## Work instruction A
According to the summary, how many individuals with chronic diseases had their data analyzed?
## Work instruction B
Please copy the summary from "The study tackled" to "across seven datasets.", replacing "patients" with "individuals".

## Extract

───

Disparate Model Performance and Stability in Machine Learning Clinical Support for Diabetes and Heart Diseases
This addresses inequities in clinical decision-making for chronic disease patients, highlighting that representativeness in training data is insufficient for equitable outcomes, making it an incremental contribution to fairness in biomedical informatics.
The study tackled performance disparities in ML models for clinical support in diabetes and heart diseases, finding that while sex-related disparities were mild (favoring males), age-related differences were significant with better accuracy for younger patients and inconsistent accuracy for older patients across seven datasets.
Machine Learning (ML) algorithms are vital for supporting clinical decision-making in biomedical informatics. However, their predictive performance can vary across demographic groups, often due to the underrepresentation of historically marginalized populations in training datasets. The investigation reveals widespread sex- and age-related inequities in chronic disease datasets and their derived ML models. Thus, a novel analytical framework is introduced, combining systematic arbitrariness with traditional metrics like accuracy and data complexity. The analysis of data from over 25,000 individuals with chronic diseases revealed mild sex-related disparities, favoring predictive accuracy for males, and significant age-related differences, with better accuracy for younger patients. Notably, older patients showed inconsistent predictive accuracy across seven datasets, linked to higher data complexity and lower model performance. This highlights that representativeness in training data alone does not guarantee equitable outcomes, and model arbitrariness must be addressed before deploying models in clinical settings.

───

## Stored data
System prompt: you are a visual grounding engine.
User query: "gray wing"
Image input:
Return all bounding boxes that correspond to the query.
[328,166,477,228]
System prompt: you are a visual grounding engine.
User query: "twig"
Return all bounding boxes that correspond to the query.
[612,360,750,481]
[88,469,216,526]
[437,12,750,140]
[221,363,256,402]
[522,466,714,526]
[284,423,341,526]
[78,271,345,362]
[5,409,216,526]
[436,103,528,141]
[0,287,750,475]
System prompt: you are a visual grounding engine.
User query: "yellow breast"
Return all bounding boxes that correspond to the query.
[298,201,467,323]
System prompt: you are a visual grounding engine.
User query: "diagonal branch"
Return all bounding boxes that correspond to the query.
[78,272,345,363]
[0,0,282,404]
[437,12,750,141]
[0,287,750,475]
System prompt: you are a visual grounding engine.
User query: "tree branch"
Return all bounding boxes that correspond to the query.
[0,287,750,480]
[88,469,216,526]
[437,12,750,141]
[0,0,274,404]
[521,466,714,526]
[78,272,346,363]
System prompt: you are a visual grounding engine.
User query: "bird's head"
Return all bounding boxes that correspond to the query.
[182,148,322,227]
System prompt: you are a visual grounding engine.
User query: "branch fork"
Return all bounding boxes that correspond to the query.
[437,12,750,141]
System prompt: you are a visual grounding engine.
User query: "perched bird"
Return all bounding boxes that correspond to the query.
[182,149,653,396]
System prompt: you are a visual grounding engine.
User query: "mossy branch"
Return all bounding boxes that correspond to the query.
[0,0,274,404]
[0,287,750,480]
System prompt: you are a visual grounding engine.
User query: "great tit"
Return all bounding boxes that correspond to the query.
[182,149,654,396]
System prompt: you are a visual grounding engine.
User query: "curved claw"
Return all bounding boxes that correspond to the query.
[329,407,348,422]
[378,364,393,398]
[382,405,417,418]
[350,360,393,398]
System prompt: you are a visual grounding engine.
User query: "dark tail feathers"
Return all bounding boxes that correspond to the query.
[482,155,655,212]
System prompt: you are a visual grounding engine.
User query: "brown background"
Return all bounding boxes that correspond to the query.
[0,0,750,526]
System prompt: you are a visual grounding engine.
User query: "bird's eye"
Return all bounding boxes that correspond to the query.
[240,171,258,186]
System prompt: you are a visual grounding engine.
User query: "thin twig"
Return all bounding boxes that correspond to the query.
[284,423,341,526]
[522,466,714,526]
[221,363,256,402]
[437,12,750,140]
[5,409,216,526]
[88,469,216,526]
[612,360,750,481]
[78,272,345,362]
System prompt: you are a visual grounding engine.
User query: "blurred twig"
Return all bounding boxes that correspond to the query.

───

## Worked solution A
Over 25,000 individuals.

## Worked solution B
The study tackled performance disparities in ML models for clinical support in diabetes and heart diseases, finding that while sex-related disparities were mild (favoring males), age-related differences were significant with better accuracy for younger individuals and inconsistent accuracy for older individuals across seven datasets.